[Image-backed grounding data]
---*---

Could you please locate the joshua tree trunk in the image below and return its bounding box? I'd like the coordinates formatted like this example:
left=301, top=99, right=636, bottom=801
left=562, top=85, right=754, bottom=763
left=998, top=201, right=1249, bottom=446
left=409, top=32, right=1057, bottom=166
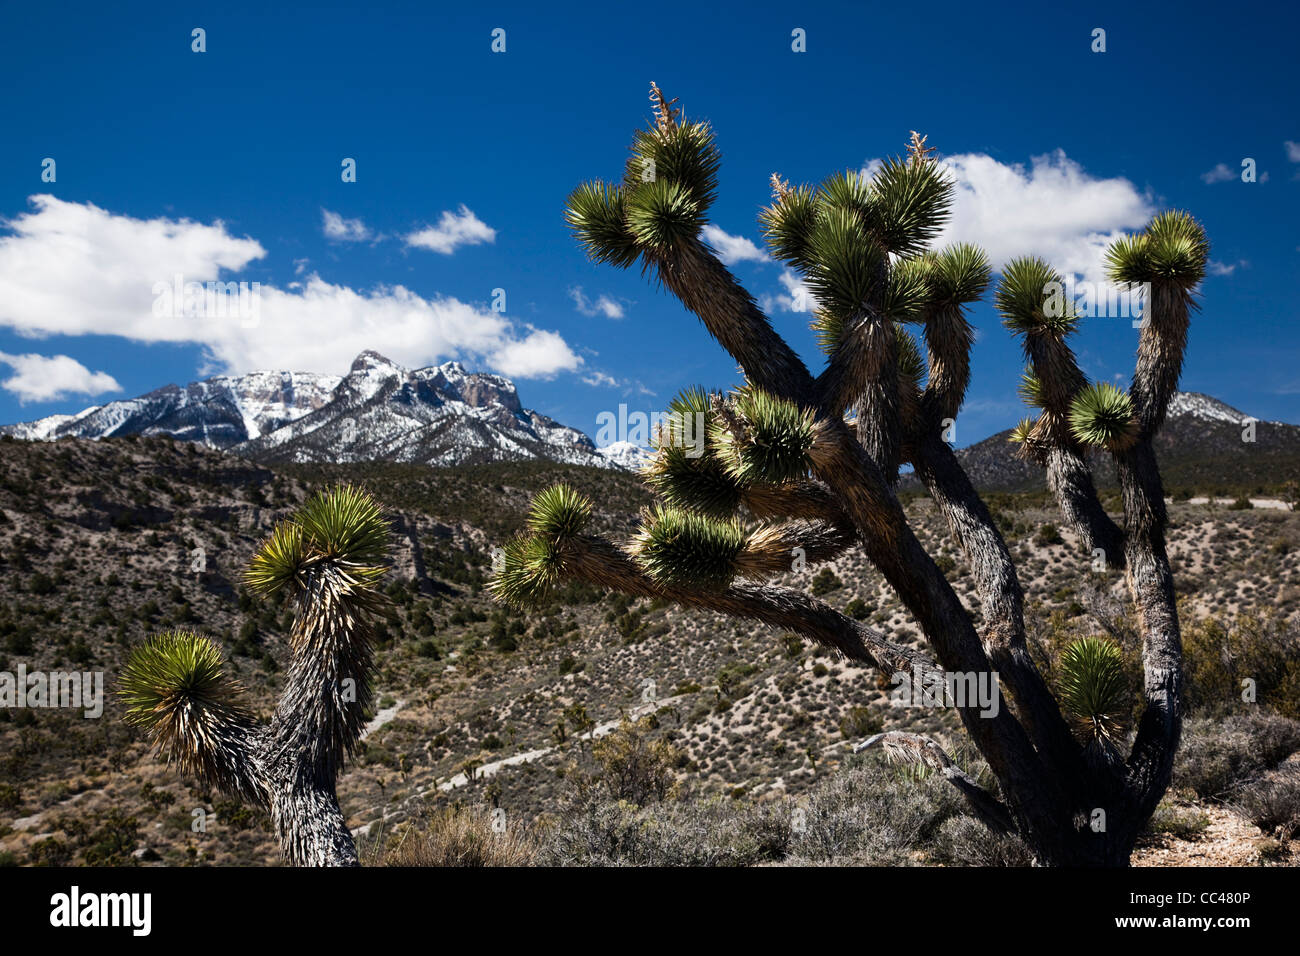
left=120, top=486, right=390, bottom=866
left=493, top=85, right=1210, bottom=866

---*---

[Work to be completed]:
The records above need retyping in full. Omit the pictures, and change nothing else.

[The completed task]:
Could you please locate the joshua tree trunk in the image below and return its bounding box? I'd like the coordinates formatted like this example:
left=301, top=99, right=636, bottom=801
left=562, top=85, right=754, bottom=763
left=998, top=201, right=1249, bottom=446
left=409, top=32, right=1057, bottom=166
left=120, top=486, right=390, bottom=866
left=493, top=85, right=1210, bottom=866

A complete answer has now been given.